## Texto proporcionado

El día que la UDS fichó a Romario
A finales del 95 la Unión Deportiva Salamanca especuló con fichar al mejor jugador del mundo del momento: Romario da Souza. Fue el principio del fin de mi infancia.
Cuando cumplí catorce años dejé de patear el balón entre los
coches de mi calle. Había llegado el momento de exhibir mi talento con los pies
en los campeonatos escolares de la ciudad. Enfrentarme a gente desconocida,
recorrer las calles de la ciudad en busca de pistas de cemento rosa que
desteñirían mis pantalones y dejarían cicatrices imborrables en mis piernas.
Cuando cumplí catorce, tuve mi primer bono transporte en propiedad.
Dicen los de fuera que Salamanca es una ciudad pequeña. A
esto yo les digo que en mi barrio, Garrido, decimos que algo es grande
dependiendo del tamaño de su horizonte. Si algo tenemos en mi ciudad son
horizontes sin montañas ni construcciones que los acorten. Mediados los
noventa, eran de tal tamaño que, mientras yo me asomaba al mundo con mi bono de
autobús de cartón de diez viajes, la ciudad soñaba con que el futbolista de
dibujos animados jugara para el equipo de la ciudad.

## Listado de datos

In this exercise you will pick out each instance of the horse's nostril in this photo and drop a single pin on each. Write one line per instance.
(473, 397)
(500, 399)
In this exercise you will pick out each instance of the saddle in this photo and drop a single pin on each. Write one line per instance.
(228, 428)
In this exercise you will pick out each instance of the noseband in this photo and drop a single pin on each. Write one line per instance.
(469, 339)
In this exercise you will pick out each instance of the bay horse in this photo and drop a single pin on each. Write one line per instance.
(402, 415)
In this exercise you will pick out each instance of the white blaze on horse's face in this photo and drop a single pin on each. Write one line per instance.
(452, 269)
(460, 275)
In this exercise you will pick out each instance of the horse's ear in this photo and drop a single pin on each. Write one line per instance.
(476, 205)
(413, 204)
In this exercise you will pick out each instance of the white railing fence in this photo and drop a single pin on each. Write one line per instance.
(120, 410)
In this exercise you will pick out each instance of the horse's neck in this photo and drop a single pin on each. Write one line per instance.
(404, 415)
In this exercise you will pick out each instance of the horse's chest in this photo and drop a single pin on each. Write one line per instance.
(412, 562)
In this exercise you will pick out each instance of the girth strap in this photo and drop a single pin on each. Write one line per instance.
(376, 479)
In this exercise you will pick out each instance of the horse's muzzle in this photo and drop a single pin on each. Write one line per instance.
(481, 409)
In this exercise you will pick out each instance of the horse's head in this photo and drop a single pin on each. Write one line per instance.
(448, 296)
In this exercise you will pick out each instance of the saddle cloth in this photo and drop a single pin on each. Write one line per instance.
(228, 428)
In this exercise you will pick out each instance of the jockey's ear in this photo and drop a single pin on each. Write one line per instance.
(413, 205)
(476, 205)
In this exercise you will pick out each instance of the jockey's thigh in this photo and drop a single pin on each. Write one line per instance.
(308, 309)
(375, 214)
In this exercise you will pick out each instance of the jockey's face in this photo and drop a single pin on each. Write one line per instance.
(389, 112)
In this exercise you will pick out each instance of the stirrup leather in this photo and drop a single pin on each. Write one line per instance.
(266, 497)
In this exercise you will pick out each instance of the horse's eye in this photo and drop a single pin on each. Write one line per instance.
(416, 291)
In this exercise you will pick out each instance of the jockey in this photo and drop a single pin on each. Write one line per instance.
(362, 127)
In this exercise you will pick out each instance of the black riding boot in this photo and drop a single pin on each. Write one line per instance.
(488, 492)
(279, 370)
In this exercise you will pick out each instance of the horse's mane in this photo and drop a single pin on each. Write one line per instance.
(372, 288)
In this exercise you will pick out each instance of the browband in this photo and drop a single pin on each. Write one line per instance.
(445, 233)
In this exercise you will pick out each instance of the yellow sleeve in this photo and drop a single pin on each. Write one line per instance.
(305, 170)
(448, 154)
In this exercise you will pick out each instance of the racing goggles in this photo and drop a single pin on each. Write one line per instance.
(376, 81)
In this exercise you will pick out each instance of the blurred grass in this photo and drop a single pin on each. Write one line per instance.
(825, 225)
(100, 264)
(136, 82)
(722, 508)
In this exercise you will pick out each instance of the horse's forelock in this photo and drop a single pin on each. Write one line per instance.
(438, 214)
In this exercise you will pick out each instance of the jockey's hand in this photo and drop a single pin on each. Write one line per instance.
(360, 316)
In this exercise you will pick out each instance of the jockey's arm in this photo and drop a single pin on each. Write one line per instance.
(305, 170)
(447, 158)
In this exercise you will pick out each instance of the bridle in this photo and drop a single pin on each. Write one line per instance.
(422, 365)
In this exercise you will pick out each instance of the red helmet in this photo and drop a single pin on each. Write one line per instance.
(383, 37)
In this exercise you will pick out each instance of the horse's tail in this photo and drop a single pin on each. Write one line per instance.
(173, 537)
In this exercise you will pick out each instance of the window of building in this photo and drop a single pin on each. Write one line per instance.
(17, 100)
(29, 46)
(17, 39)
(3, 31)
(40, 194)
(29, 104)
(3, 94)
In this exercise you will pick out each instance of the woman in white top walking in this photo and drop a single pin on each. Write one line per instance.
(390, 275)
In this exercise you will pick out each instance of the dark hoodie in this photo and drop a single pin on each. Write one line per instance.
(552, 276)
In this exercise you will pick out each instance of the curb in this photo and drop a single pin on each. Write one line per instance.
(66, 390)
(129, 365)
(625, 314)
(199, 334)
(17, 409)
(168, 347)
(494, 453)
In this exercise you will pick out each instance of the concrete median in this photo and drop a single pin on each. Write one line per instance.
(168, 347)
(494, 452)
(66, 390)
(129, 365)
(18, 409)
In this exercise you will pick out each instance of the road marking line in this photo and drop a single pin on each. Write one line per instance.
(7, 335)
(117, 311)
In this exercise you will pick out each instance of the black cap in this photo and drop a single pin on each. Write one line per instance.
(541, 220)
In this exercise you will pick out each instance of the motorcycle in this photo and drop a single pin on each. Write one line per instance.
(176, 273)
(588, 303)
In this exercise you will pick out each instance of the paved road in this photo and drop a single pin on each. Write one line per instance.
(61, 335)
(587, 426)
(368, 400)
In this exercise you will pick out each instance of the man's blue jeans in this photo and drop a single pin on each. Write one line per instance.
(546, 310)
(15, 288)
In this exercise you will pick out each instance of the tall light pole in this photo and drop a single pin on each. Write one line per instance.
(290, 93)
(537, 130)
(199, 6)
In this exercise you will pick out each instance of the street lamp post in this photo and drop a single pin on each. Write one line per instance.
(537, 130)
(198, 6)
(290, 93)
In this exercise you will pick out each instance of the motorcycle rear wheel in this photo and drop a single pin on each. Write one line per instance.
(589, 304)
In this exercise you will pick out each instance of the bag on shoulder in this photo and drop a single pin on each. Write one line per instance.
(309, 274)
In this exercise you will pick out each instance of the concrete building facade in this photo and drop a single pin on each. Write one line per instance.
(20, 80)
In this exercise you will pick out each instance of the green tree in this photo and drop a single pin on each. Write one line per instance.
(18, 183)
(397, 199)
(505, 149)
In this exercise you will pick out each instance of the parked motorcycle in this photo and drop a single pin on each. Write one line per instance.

## Tareas
A: En el texto sobre el fichaje de Romario por la UDS, ¿qué tuvo en propiedad por primera vez quien narra al cumplir catorce años?
B: Prolonga el texto sobre el día en que la UDS fichó a Romario a partir de su última frase.

## Respuestas
A: Su primer bono transporte.

B:
Eran sueños de una ciudad que disfrutaba del fútbol los
sábados con Telemadrid los más modernos y con la señal de la Peña de Francia
los más arcaicos, de los comentarios de Don José los domingos en La Helmántica
y de crónicas deportivas en los tres diarios locales que por entonces
circulaban. El fútbol en aquellos años olía a puro y barro, a bocadillo los
domingos por la tarde, al pegamento de unos cromos en los que mi equipo nunca
salía.
A mi recién estrenada pubertad yo sabía del mundo exterior
lo que leía en las portadas de los periódicos. Digo bien, portadas, porque cada
mañana antes de asistir a clase pasaba junto al kiosco para hacer un rápido
repaso visual de cómo estaba el mundo. En aquel momento mi mudo era la portada
del Marca. Allí concentraba gran parte de mis esperanzas, frustraciones y
sueños donde, cada domingo en la mañana y cada lunes, repasaba con ansia los
marcadores de la última jornada que marcarían el estado de ánimo con el que
afrontaría el resto del día.
Eran fechas inolvidables para la ciudad. El nombre de Salamanca
aparecía con frecuencia en las portadas de los diarios deportivos nacionales.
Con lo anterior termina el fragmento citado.